**WORK TO BE COMPLETED**
Print every one of the following rows word for word, with no changes.

**SUPPLIED RECORDS**
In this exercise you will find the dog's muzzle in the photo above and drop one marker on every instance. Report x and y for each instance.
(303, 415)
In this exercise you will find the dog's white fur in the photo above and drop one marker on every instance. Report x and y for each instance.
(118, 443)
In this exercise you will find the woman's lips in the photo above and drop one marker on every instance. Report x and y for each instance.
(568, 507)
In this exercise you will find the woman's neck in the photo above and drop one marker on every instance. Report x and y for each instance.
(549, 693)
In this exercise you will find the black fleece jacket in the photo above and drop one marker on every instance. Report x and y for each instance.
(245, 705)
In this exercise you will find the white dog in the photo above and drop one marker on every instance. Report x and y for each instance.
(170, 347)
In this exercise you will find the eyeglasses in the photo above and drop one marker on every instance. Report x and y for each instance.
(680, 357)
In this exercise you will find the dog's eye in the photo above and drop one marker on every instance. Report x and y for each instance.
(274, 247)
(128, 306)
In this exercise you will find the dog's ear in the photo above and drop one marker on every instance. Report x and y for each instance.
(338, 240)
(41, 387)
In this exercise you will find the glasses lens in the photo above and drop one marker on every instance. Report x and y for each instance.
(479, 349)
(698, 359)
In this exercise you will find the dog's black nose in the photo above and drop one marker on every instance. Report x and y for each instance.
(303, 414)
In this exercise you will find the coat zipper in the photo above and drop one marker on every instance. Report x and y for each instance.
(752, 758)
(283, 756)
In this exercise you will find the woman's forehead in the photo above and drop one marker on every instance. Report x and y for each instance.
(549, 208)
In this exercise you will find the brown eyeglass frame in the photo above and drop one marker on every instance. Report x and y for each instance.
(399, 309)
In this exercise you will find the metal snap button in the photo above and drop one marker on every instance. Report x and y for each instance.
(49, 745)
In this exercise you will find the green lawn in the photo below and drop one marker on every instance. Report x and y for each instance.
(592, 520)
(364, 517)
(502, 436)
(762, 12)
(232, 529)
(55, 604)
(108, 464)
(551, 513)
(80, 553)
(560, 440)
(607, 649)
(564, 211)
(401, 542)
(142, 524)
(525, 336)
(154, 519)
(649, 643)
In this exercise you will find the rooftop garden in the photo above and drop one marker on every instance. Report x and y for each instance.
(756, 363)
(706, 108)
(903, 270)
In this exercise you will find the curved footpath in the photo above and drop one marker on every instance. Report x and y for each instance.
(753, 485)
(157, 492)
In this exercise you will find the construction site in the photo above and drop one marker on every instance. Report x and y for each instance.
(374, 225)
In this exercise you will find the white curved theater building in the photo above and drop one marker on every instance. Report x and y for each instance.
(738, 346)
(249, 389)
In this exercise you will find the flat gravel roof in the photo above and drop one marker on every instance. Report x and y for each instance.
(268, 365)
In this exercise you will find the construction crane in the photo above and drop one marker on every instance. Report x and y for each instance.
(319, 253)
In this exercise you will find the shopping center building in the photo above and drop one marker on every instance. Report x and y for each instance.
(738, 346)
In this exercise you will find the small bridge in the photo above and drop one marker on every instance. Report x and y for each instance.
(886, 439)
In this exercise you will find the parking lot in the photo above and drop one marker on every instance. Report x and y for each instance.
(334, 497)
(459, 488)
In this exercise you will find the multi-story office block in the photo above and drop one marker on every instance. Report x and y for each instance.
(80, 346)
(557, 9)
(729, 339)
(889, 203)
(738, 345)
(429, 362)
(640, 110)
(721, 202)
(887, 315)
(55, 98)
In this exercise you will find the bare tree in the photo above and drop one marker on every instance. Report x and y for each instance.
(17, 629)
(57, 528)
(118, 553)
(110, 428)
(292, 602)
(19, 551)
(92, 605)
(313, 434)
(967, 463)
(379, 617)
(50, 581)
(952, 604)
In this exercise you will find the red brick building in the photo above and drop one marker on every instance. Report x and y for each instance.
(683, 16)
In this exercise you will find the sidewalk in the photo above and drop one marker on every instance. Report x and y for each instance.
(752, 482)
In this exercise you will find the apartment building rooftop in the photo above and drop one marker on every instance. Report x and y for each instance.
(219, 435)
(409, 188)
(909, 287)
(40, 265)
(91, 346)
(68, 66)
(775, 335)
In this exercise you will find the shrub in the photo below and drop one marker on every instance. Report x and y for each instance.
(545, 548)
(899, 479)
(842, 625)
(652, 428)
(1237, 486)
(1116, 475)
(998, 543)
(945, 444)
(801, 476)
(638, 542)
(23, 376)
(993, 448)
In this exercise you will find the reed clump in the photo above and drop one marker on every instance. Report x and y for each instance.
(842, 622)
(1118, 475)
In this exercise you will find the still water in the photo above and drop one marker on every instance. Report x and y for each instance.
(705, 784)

**CORRECT OUTPUT**
In this exercise you will find the dog's muzzle in the photo above and drop one marker on every instance. Report x and y for each instance.
(303, 415)
In this exercise you will find the dog's white fur in the photo above and drop one marker on every instance. Report x and y for each instance.
(118, 443)
In this exercise you will find the woman's lips in the photo above and drop one marker on every instance. Report x and y for each instance.
(568, 507)
In this exercise you will find the woman's neck in the photo above and drop one marker on every instance. Report x and y for each instance.
(549, 693)
In this exercise you will find the black fleece jacket in the photo above and drop one marker on every instance. Report x and y for each instance.
(245, 705)
In this exercise you will find the white dog in the photo above and drop one marker on every instance. Report x and y for each instance.
(170, 347)
In this exercise you will find the eyeglasses in the photo above and drop one marker on every instance. Report x and y for each instance.
(680, 357)
In this exercise you will find the dog's eye in the photo above and drop one marker on every instance. Report x and y for each instance.
(274, 247)
(128, 306)
In this exercise you will find the dog's ear in the photo above and drop one marker on every instance. Report x and y for each instance.
(338, 240)
(41, 387)
In this exercise you will find the glasses lens in the photo above and drop one marker on every instance. Report x and y for each instance.
(479, 349)
(698, 359)
In this exercise you will find the dog's black nose in the photo above and drop one marker on every instance. Report x and y for each instance.
(303, 414)
In this exercise you will find the coat zipper in the photo above and drop one marker on every instance. Report x and y for each instance.
(752, 758)
(283, 756)
In this exercise you will find the woman's forehead in the photo above and drop one marker on every instance. Report x and y for each instance.
(549, 208)
In this exercise you will find the brown eyeglass frame in the photo above and drop one marker on every instance. Report x and y for each instance.
(399, 309)
In this exercise you will find the metal snap button in the photo above and drop one marker on every instance. Report x and y for each instance.
(49, 745)
In this exercise you will find the green lawn in the photo below and drop one marker on every instance. Report x and y for each instance.
(592, 520)
(364, 517)
(502, 436)
(762, 12)
(232, 529)
(55, 604)
(108, 464)
(551, 513)
(80, 553)
(560, 440)
(607, 649)
(564, 211)
(401, 542)
(142, 524)
(525, 336)
(154, 519)
(649, 643)
In this exercise you will find the rooftop garden in the photo above and drop one marker on every instance. Report x and y for each instance.
(756, 363)
(706, 108)
(903, 270)
In this exercise you will find the curved footpath in the photo above and drop one marker on every instance. Report x and y for each instance.
(753, 485)
(157, 492)
In this exercise you will find the construction site in the photo above and drop one marker on every instance. Report x and y for each instance.
(374, 225)
In this exercise you will find the white curved theater building in the photo above and drop one marker on every instance. Report x and y for each instance.
(738, 346)
(249, 389)
In this exercise you will find the flat gravel roof in the photo above and drop one marker on every instance. Report x and y for each instance.
(268, 365)
In this exercise you will find the construction crane in the photo above and drop one marker on every instance. Report x and y for each instance.
(319, 253)
In this exercise you will find the shopping center building in the photo above and drop one marker on every instance. Report x and y for each instance.
(738, 346)
In this exercise you will find the small bridge in the photo above and drop one marker on every instance. Report x and y for each instance.
(886, 439)
In this exercise you will find the parking lot in the photo above and drop one marker on every instance. Report x and y for each instance.
(334, 497)
(459, 488)
In this exercise you will find the multi-story office block in the photo above and drop one marker on every instance. Report x and y for each instance.
(80, 346)
(557, 9)
(729, 339)
(889, 203)
(738, 345)
(429, 362)
(640, 110)
(721, 202)
(887, 315)
(55, 98)
In this exercise you will find the bare tree in the photo above and drop one marker on every instance. Report x and y for each instance.
(17, 629)
(57, 528)
(118, 553)
(110, 428)
(292, 602)
(19, 551)
(92, 605)
(313, 434)
(967, 463)
(379, 617)
(50, 581)
(952, 604)
In this exercise you will find the red brick building in the photo above and drop one marker on every instance. Report x and y for each instance.
(683, 16)
In this exercise you will find the sidewalk in the photo above and drop one marker on every instance. Report x and y for each instance.
(752, 482)
In this exercise you will find the apartment building rooftop in the photo above and drop one marker on every instance. Report x and y for each instance.
(219, 435)
(409, 188)
(909, 287)
(40, 265)
(91, 346)
(68, 66)
(775, 335)
In this exercise you will find the shrub in the photo below and drop one marker on every instance. Report x and y for each instance.
(545, 548)
(899, 479)
(842, 625)
(652, 428)
(1237, 486)
(1116, 475)
(998, 543)
(945, 444)
(801, 476)
(638, 542)
(23, 376)
(993, 448)
In this exercise you will find the reed clump in the photo above and drop one marker on every instance. Report x and y for each instance.
(842, 622)
(1118, 475)
In this exercise you will find the still water in the photo above and drop one marker on every instance. Report x and y for each instance.
(705, 784)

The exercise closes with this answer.